## PROBLEM SET
**a.** Answer these questions from the post about WisCon, one answer per line:
(i) What does the post say WisCon is the first of?
(ii) Which two things take place on Sunday night?
(iii) What did one guest of honor wear while speaking?
**b.** Transcribe the post about WisCon from "Monthly Archives: May" up to and including "of that here.".

Monthly Archives: May 2007

Festivity and Flamboyance

Debbie says:

WisCon is over, and a wonderful time was (apparently) had by all, or almost all. WisCon is the world’s first feminist science fiction convention, and the social mores are very difficult to describe to anyone who hasn’t been there. People who know science fiction conventions are often puzzled by the feminism, and people who know feminist and other activist spaces don’t always understand what the science fiction community brings to the party. And I’m not going to try to unwrap any of that here.

Sunday night is a big event, with the guest of honor speeches and the Tiptree Awards. Science fiction conventions have long been dress-up spaces, and Sunday night at WisCon is the high point of dress-up for this group. What I wanted to do quickly was try and explain what I mean by “dress up” in this context. Just as some beaches and hot springs are “clothing optional” spaces, WisCon is a “flamboyance optional” space. A significant number of people wear their everyday jeans and t-shirts. Some people wear what we would call on the street “costume,” which could be from a movie or a TV show, or could be elaborate face paint … whatever. Generally, it is home-made or hand-done rather than store bought.

At least 50% of the folks, however, wear dress-up clothing: something silky, something sexy, something special. To understand that, you have to realize that that 50% crosses genders, ages, and body types. I didn’t see a man in an evening gown this year (though I did last year), but I saw a few men in skirts or sarongs, as well as at least one in a tux. One of our guests of honor spoke wearing a tight corset and a black wrap; the other was more modestly (but equally beautifully) dressed. Gray hair and finery are common companions. I brought a dress that looked sexy in the catalogue but looks mother-of-the-bride on me (in a pretty good way). I didn’t wear it, however, because one of our community’s finest clothing designers waylaid me with a multicolored shimmery garment (I’d call it a poncho, but it’s far too elegant for that hippie-sounding word) that slid over my black slacks and completely uninspired black turtleneck to turn me into something out of faerie; slip a beautiful handmade necklack by one of our community’s finest jewelers over it, and I felt extremely elegant. And a lot of people confirmed that with compliments.

In a culture where fat and/or middle-aged women are invisible, the importance of finery cannot be overstated. WisCon is a space where, whatever you look like, it’s okay to dress to be seen. And people will see you, and tell you what they see in the most admiring terms.

## STORED DATA
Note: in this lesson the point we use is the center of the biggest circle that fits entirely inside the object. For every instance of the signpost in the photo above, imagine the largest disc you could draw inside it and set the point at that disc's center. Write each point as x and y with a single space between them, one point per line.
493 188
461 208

## RESPONSES
**a.**
(i) The world's first feminist science fiction convention.
(ii) The guest of honor speeches and the Tiptree Awards.
(iii) A tight corset and a black wrap.

**b.**
Monthly Archives: May 2007

Festivity and Flamboyance

Debbie says:

WisCon is over, and a wonderful time was (apparently) had by all, or almost all. WisCon is the world’s first feminist science fiction convention, and the social mores are very difficult to describe to anyone who hasn’t been there. People who know science fiction conventions are often puzzled by the feminism, and people who know feminist and other activist spaces don’t always understand what the science fiction community brings to the party. And I’m not going to try to unwrap any of that here.